-- Work item --
Can you print the whole review of Life Before Birth below, word for word?

*** Page extract Section Begins ***

The first half of Life Before Birth reads like a third draft with three more drafts to go. It suffers from repetition—Janov’s need to restate every few pages that our prenatal experience is the most important predictor of our future behavior. And every third or fourth time that he mentions that, he feels compelled to repeat that primal therapy is the answer to mental-health problems—not a band aid, but a cure, the therapy that will replace all other therapies.
The second half of the book is more organized and an easier read. It is also populated with the true-to-life examples that bring these sorts of books alive to the reader with a limited knowledge of biology, biochemistry, and scientific lingo.
Format criticism aside, the stats are impressive. For each of the thousands of therapy sessions over the past 44 years, Janov and his colleagues have recorded vital signs (temperature, pulse, respiration, and blood pressure) before and after each therapy session. They report that, somewhere around the end of the first year of therapy, the vitals begin to show improvement, and with a few more years of therapy the improvement becomes remarkable.
Improvement after a year and more is hardly the “quick fix” that Janov’s early critics claimed he was promising. He did, though, promise 100% success. No such brash claims appear in this recent work, though he continues to defend his therapeutic method as the only one with potential to cure mental illness. Others, he claims (and he particularly picks on behavioral therapies), simply teach people successful ways to tolerate their discomfort and bury their negative feelings.

*** Page extract Section Ends ***
*** Record excerpts Section Begins ***

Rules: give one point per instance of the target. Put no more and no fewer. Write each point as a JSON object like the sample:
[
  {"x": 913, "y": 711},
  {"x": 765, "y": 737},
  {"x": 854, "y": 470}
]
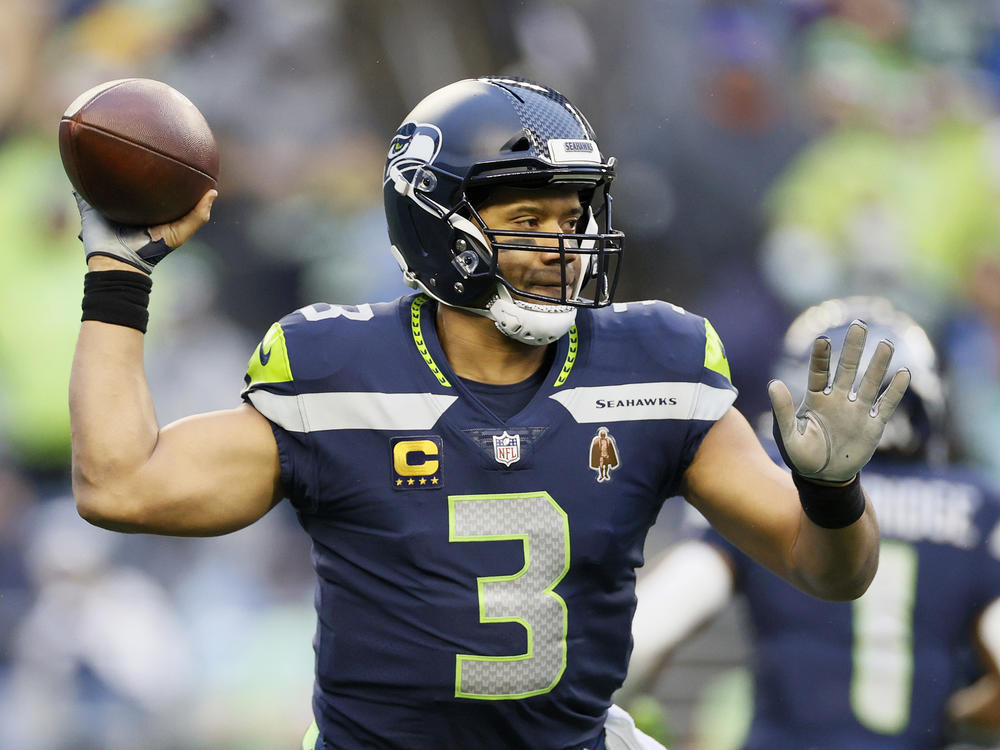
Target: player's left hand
[{"x": 835, "y": 431}]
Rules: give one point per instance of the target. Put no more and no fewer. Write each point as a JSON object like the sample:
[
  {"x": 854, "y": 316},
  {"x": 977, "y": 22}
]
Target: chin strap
[{"x": 528, "y": 322}]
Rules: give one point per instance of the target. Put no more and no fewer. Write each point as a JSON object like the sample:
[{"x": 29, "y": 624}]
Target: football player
[
  {"x": 475, "y": 573},
  {"x": 881, "y": 671}
]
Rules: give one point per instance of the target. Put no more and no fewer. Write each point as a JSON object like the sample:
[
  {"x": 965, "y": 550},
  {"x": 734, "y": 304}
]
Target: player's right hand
[{"x": 138, "y": 247}]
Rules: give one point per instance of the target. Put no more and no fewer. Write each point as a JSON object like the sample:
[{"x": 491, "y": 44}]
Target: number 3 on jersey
[{"x": 526, "y": 597}]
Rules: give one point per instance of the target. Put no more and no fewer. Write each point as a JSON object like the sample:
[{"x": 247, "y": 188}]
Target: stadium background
[{"x": 771, "y": 154}]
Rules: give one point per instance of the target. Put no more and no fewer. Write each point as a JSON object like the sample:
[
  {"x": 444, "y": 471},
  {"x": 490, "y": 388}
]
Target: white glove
[
  {"x": 132, "y": 245},
  {"x": 835, "y": 431}
]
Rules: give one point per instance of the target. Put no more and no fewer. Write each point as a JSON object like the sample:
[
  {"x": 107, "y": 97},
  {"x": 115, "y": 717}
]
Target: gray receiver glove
[
  {"x": 835, "y": 431},
  {"x": 132, "y": 245}
]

*** Record excerpts Section Ends ***

-- Exercise response --
The first half of Life Before Birth reads like a third draft with three more drafts to go. It suffers from repetition—Janov’s need to restate every few pages that our prenatal experience is the most important predictor of our future behavior. And every third or fourth time that he mentions that, he feels compelled to repeat that primal therapy is the answer to mental-health problems—not a band aid, but a cure, the therapy that will replace all other therapies.
The second half of the book is more organized and an easier read. It is also populated with the true-to-life examples that bring these sorts of books alive to the reader with a limited knowledge of biology, biochemistry, and scientific lingo.
Format criticism aside, the stats are impressive. For each of the thousands of therapy sessions over the past 44 years, Janov and his colleagues have recorded vital signs (temperature, pulse, respiration, and blood pressure) before and after each therapy session. They report that, somewhere around the end of the first year of therapy, the vitals begin to show improvement, and with a few more years of therapy the improvement becomes remarkable.
Improvement after a year and more is hardly the “quick fix” that Janov’s early critics claimed he was promising. He did, though, promise 100% success. No such brash claims appear in this recent work, though he continues to defend his therapeutic method as the only one with potential to cure mental illness. Others, he claims (and he particularly picks on behavioral therapies), simply teach people successful ways to tolerate their discomfort and bury their negative feelings.